▶ [Description of the task] Which lines in the listing below contain the word "shirt"? Pull out each of those lines and copy it in full.

[Records from a point labeling set]
--

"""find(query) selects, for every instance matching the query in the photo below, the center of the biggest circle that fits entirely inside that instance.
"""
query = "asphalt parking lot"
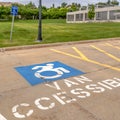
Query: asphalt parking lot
(84, 82)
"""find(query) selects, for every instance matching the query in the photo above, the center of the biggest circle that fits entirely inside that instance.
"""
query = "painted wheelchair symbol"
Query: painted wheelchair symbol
(57, 72)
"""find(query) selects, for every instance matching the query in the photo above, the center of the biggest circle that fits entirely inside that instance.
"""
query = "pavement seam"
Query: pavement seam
(54, 44)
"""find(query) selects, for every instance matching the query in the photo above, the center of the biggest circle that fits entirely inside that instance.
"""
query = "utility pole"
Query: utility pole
(39, 39)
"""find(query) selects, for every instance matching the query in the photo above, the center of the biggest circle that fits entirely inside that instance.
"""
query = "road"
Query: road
(84, 82)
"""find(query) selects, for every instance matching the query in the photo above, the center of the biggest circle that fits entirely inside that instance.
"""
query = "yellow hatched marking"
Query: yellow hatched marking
(113, 46)
(108, 54)
(84, 58)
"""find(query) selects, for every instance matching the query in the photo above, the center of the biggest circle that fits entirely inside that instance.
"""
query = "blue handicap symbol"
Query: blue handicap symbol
(47, 72)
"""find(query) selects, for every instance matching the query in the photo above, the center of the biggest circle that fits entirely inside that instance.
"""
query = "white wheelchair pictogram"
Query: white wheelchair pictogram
(58, 72)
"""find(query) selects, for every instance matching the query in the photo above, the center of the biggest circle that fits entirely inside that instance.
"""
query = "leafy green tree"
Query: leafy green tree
(64, 4)
(114, 2)
(91, 12)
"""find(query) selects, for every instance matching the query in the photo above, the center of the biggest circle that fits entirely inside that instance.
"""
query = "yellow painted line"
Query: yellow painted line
(106, 53)
(113, 46)
(80, 54)
(67, 54)
(84, 58)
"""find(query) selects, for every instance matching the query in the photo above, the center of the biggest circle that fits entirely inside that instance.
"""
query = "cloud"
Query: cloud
(49, 3)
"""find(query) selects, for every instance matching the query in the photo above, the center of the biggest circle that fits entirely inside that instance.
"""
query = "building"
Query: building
(5, 3)
(101, 15)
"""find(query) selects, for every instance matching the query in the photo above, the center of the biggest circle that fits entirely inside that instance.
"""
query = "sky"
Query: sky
(49, 3)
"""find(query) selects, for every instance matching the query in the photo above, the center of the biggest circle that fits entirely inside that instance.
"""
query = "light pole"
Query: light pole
(39, 39)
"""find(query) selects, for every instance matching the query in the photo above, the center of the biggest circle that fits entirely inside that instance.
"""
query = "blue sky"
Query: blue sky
(49, 3)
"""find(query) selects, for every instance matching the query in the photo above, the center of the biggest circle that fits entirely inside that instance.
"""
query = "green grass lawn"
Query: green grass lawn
(25, 32)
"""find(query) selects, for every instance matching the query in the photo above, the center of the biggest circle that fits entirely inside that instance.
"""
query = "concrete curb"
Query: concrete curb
(54, 44)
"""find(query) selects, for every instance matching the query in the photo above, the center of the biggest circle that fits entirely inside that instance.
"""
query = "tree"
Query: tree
(91, 12)
(63, 5)
(30, 5)
(114, 2)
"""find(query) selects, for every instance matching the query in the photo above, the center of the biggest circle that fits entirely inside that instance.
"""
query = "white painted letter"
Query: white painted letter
(55, 86)
(112, 83)
(80, 92)
(95, 88)
(2, 117)
(37, 102)
(70, 83)
(60, 99)
(18, 115)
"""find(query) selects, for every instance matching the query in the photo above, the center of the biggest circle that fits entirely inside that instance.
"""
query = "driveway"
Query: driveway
(84, 82)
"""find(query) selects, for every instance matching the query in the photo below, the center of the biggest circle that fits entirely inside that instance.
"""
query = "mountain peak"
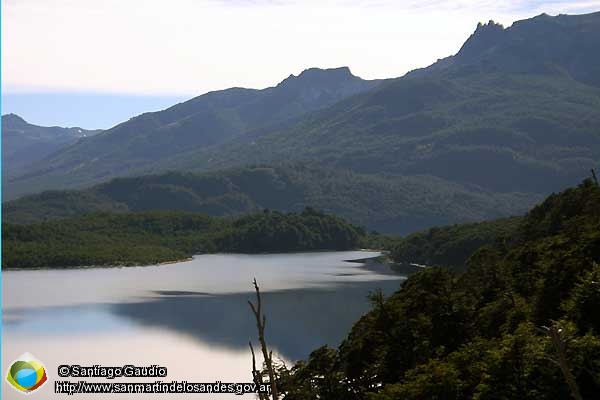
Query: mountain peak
(485, 36)
(13, 119)
(320, 76)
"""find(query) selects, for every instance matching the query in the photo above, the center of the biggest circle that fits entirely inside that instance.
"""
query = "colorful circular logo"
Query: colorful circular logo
(26, 374)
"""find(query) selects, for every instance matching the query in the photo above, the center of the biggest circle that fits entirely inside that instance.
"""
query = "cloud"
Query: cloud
(188, 47)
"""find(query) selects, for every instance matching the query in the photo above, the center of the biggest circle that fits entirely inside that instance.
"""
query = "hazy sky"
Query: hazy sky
(175, 49)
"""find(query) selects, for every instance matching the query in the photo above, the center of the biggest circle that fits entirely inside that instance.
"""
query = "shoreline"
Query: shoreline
(187, 259)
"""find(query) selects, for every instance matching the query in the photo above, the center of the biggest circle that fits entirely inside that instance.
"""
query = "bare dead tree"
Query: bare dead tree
(261, 321)
(559, 358)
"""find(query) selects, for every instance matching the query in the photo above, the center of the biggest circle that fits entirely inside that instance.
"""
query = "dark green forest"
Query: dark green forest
(520, 322)
(162, 236)
(392, 204)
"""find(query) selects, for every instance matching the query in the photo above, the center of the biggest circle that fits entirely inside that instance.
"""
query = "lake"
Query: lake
(190, 317)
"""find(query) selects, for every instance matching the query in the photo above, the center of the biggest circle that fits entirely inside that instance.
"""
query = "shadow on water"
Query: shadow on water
(298, 320)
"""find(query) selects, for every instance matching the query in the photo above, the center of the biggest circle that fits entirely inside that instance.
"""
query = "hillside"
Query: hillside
(520, 323)
(145, 141)
(514, 110)
(150, 238)
(393, 204)
(24, 143)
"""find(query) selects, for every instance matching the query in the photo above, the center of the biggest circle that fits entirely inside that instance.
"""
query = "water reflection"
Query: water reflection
(192, 318)
(298, 320)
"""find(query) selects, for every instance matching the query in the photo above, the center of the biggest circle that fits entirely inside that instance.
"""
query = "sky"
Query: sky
(94, 63)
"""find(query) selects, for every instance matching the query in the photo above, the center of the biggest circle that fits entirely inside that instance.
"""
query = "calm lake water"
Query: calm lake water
(190, 317)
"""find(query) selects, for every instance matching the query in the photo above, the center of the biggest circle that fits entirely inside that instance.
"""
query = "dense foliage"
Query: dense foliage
(394, 204)
(452, 245)
(153, 237)
(520, 323)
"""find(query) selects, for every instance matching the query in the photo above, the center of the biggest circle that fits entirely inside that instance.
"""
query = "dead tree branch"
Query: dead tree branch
(261, 321)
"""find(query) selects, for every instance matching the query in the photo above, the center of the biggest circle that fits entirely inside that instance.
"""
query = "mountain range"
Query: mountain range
(24, 144)
(514, 113)
(391, 204)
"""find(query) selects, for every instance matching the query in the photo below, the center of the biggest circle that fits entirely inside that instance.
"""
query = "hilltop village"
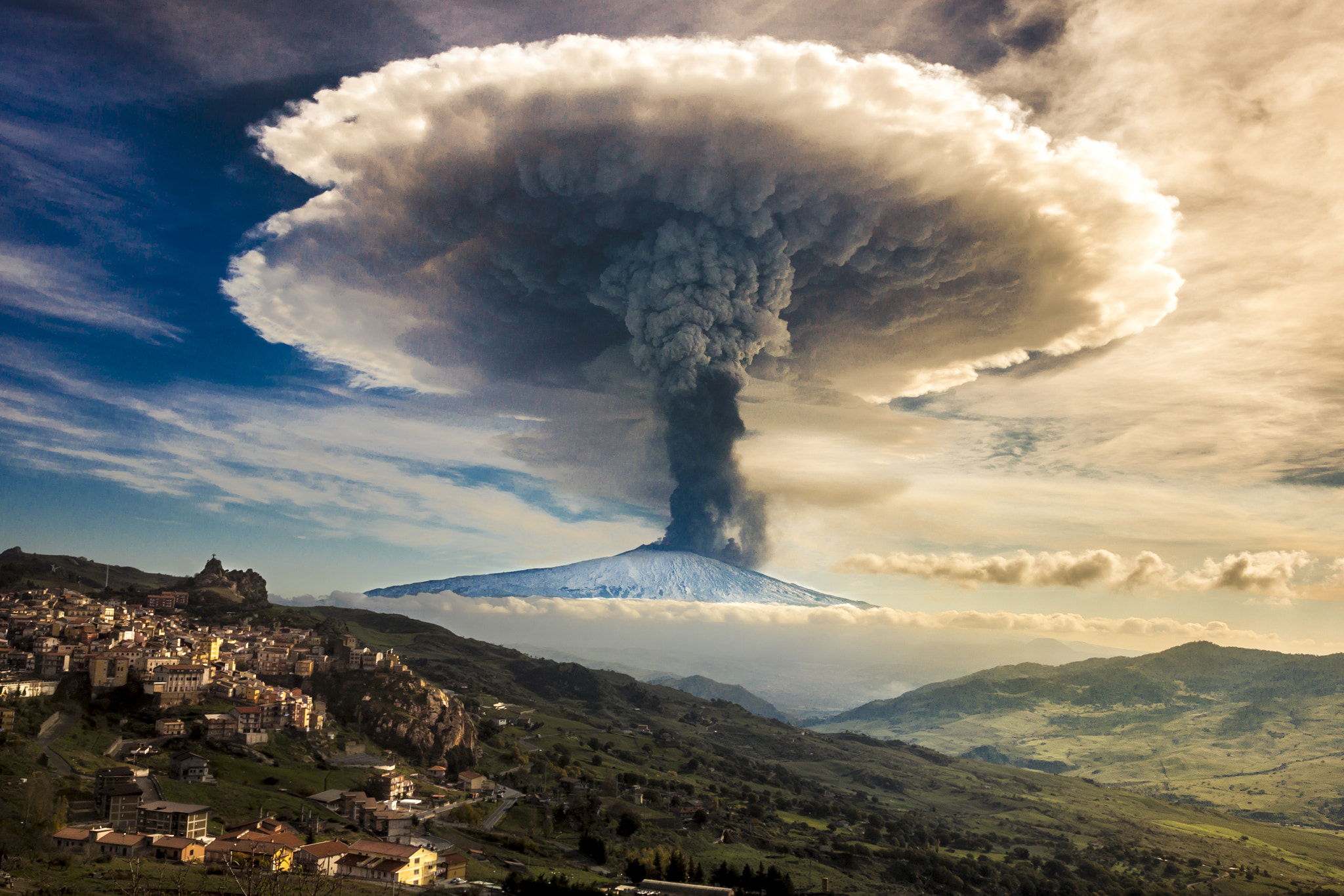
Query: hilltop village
(242, 685)
(190, 734)
(61, 640)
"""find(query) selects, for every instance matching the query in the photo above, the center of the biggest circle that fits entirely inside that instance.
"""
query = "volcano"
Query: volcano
(642, 574)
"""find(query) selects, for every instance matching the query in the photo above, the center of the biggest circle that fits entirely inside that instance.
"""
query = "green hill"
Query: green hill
(1248, 731)
(19, 569)
(711, 689)
(875, 817)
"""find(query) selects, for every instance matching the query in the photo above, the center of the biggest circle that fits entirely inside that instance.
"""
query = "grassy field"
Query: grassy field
(862, 813)
(816, 786)
(1290, 767)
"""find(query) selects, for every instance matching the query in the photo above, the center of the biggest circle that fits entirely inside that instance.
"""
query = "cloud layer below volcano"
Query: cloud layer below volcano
(1267, 573)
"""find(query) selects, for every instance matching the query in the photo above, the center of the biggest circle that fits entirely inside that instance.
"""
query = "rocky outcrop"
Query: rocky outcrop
(404, 714)
(250, 586)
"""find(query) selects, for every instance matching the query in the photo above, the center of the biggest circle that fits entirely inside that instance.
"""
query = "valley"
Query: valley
(1245, 731)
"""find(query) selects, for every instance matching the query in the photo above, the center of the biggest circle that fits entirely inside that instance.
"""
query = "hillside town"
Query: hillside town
(58, 636)
(207, 688)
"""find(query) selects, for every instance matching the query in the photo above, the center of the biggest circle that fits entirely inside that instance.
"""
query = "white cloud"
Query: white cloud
(446, 607)
(969, 237)
(1268, 573)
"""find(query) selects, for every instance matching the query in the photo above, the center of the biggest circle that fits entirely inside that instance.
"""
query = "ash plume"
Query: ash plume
(718, 210)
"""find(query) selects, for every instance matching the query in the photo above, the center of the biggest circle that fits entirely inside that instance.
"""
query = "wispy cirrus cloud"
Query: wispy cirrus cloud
(347, 464)
(50, 284)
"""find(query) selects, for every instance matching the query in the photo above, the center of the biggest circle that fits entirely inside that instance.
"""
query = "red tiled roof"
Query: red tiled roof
(379, 848)
(327, 849)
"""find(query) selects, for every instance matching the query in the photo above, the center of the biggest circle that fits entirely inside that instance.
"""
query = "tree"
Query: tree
(628, 825)
(595, 848)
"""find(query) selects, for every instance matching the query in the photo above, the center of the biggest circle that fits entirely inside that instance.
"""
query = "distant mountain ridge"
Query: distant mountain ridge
(642, 574)
(1236, 674)
(711, 689)
(1248, 731)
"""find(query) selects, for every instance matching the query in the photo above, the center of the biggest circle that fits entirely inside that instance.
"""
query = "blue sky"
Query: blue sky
(148, 419)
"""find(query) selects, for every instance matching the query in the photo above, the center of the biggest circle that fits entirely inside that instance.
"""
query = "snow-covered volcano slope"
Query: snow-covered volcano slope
(642, 574)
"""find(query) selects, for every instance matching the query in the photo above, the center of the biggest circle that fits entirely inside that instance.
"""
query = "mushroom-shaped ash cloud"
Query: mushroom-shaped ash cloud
(723, 209)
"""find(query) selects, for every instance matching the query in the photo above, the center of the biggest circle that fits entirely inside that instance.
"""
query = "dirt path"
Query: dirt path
(54, 729)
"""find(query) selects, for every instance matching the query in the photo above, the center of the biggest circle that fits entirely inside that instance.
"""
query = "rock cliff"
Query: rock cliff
(250, 586)
(404, 714)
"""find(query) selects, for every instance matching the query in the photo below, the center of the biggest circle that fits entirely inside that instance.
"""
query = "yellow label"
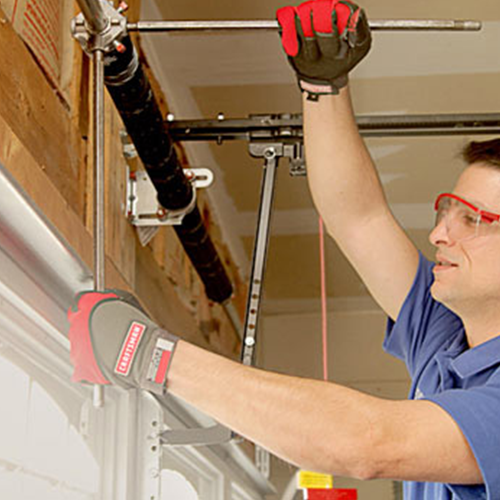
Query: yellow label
(311, 480)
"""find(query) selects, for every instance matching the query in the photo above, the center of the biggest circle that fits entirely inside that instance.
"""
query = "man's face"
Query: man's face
(467, 273)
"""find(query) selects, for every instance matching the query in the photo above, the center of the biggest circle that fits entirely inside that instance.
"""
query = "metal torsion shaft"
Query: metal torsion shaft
(266, 25)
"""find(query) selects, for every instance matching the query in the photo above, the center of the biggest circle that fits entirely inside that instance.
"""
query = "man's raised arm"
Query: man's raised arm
(324, 40)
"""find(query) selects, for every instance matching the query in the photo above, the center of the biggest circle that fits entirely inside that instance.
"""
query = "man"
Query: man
(444, 441)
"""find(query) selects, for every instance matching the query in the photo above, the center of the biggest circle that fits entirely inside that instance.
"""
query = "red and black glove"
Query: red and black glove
(113, 341)
(324, 40)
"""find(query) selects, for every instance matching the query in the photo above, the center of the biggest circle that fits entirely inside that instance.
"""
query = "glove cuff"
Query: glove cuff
(156, 362)
(315, 88)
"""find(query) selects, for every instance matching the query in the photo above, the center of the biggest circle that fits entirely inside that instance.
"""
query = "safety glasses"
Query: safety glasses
(463, 219)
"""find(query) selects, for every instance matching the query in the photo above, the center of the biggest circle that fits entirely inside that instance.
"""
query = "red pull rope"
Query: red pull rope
(324, 325)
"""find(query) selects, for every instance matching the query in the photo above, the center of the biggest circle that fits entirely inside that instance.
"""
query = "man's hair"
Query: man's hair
(486, 152)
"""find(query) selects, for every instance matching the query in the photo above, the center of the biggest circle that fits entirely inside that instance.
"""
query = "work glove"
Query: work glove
(114, 341)
(324, 40)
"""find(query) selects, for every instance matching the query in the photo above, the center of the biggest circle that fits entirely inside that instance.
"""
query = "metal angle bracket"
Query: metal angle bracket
(142, 207)
(293, 150)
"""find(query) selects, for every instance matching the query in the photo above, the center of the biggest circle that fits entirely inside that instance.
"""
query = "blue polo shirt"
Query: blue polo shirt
(465, 382)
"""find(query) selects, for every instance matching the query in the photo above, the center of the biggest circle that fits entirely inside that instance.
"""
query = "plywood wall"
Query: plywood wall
(46, 143)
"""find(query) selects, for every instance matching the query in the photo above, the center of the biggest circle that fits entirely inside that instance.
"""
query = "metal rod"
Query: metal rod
(233, 317)
(94, 15)
(259, 257)
(272, 25)
(99, 220)
(288, 127)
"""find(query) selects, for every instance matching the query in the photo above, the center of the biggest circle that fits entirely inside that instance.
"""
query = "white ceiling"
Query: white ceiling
(246, 72)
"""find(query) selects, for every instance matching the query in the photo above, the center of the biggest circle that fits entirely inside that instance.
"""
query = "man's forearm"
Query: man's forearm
(342, 178)
(310, 423)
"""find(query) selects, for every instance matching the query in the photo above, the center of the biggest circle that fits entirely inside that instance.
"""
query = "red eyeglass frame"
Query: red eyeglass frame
(488, 217)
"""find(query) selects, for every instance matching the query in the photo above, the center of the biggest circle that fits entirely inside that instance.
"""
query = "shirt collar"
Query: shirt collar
(475, 360)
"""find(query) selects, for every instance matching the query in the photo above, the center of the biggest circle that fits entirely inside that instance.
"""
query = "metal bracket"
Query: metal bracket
(203, 436)
(291, 148)
(108, 39)
(271, 152)
(142, 207)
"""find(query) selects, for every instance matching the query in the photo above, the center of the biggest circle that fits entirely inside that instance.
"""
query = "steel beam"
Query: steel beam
(272, 25)
(288, 128)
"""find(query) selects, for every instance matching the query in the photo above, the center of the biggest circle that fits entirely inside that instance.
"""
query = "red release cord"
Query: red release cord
(324, 326)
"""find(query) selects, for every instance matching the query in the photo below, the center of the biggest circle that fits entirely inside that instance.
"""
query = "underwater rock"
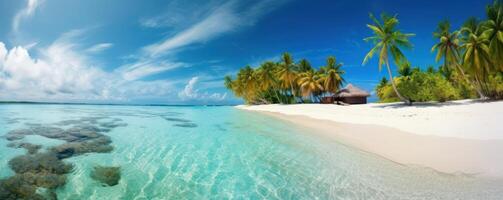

--

▶ [Task solution]
query = "blue polo shirt"
Query: blue polo shirt
query = "shirt collar"
Query: shirt collar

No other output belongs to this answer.